GIVEN PASSAGE
BEGIN
Black propaganda is covert disinformation deliberately attributed to a false source—often the very group it aims to discredit—in order to undermine that group's credibility. Black propaganda contrasts with gray propaganda, which does not identify its source, as well as white propaganda, which does not disguise its origins at all. It is typically used to vilify or embarrass the enemy through misrepresentation.

The major characteristic of black propaganda is that the audience are not aware that someone is influencing them, and do not feel that they are being pushed in a certain direction. Black propaganda purports to emanate from a source other than the true source. This type of propaganda is associated with covert psychological operations. Sometimes the source is concealed or credited to a false authority and spreads lies, fabrications, and deceptions. Black propaganda is the "big lie", including all types of creative deceit. Black propaganda relies on the willingness of the receiver to accept the credibility of the source. If the creators or senders of the black propaganda message do not adequately understand their intended audience, the message may be misunderstood, seem suspect, or fail altogether.
END
WHAT TO DO
#1 In the passage on black propaganda, what kind of operations is this type of propaganda associated with?
#2 Write out the passage on black propaganda between "The major characteristic" and "or fail altogether.", inclusive.
The listing plays no part in this.

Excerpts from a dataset
BEGIN
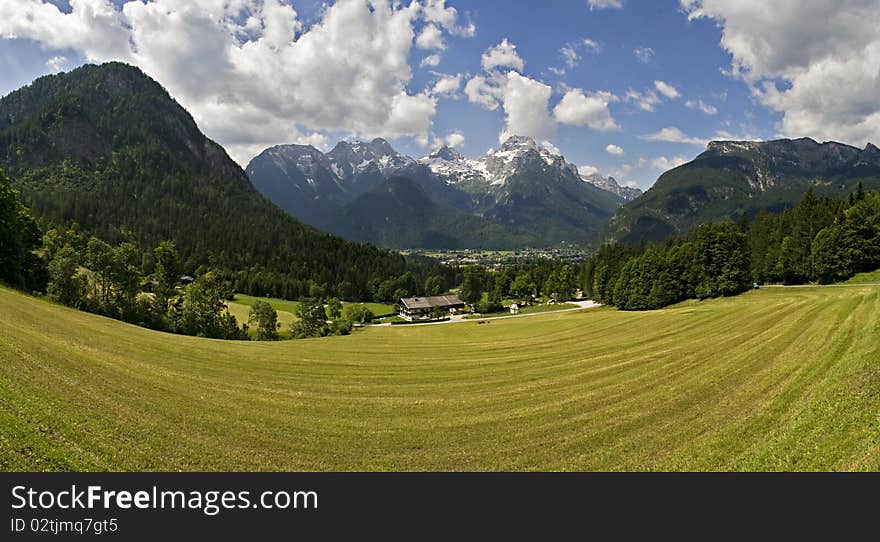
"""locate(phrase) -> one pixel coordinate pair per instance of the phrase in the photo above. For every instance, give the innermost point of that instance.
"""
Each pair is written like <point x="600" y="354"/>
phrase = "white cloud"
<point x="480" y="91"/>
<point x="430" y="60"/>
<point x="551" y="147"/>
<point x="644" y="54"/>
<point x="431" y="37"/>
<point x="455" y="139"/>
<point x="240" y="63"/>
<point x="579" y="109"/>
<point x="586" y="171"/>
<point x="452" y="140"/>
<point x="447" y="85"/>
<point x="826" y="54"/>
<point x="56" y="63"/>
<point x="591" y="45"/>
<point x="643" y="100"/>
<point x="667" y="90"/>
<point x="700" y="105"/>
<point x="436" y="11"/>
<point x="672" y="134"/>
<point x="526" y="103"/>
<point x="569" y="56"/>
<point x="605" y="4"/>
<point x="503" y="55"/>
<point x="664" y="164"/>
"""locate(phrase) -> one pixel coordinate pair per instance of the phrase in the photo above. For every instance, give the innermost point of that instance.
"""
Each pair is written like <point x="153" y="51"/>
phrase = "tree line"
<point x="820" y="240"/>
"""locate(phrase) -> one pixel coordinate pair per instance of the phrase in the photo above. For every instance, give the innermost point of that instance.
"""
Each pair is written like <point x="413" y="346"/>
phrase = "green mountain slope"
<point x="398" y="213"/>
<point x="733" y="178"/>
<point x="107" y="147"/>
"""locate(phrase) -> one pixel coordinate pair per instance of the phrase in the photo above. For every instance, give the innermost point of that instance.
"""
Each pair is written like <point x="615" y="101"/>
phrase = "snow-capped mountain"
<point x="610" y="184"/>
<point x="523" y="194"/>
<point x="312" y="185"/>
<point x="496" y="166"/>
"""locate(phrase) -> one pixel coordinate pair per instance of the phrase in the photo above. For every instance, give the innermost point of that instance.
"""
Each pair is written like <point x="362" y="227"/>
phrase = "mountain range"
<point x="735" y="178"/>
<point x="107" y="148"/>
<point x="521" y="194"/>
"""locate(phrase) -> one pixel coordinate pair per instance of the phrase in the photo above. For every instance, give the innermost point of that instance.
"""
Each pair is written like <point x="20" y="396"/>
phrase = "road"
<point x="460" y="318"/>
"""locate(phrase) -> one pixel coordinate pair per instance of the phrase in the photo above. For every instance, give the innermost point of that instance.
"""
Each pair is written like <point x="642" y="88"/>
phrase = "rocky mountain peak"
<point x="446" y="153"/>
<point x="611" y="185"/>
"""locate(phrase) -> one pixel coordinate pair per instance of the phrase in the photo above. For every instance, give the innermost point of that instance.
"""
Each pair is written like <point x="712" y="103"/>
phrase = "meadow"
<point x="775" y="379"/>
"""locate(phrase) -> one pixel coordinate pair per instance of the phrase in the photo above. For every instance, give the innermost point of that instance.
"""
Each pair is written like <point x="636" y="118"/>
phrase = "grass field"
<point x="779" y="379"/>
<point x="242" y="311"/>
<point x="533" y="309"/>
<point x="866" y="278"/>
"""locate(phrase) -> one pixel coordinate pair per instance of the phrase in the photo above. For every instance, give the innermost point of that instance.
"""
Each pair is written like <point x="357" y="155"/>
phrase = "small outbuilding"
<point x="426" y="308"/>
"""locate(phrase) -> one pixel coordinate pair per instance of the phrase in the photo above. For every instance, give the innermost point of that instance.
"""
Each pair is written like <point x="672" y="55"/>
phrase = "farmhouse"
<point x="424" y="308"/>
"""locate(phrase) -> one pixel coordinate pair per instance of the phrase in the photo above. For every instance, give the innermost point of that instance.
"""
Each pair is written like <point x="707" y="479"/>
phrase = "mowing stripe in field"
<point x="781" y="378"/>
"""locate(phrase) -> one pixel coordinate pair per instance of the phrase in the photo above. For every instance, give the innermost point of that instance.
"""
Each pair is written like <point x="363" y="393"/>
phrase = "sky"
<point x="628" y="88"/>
END
ANSWERS PER TASK
#1 Covert psychological operations.

#2
The major characteristic of black propaganda is that the audience are not aware that someone is influencing them, and do not feel that they are being pushed in a certain direction. Black propaganda purports to emanate from a source other than the true source. This type of propaganda is associated with covert psychological operations. Sometimes the source is concealed or credited to a false authority and spreads lies, fabrications, and deceptions. Black propaganda is the "big lie", including all types of creative deceit. Black propaganda relies on the willingness of the receiver to accept the credibility of the source. If the creators or senders of the black propaganda message do not adequately understand their intended audience, the message may be misunderstood, seem suspect, or fail altogether.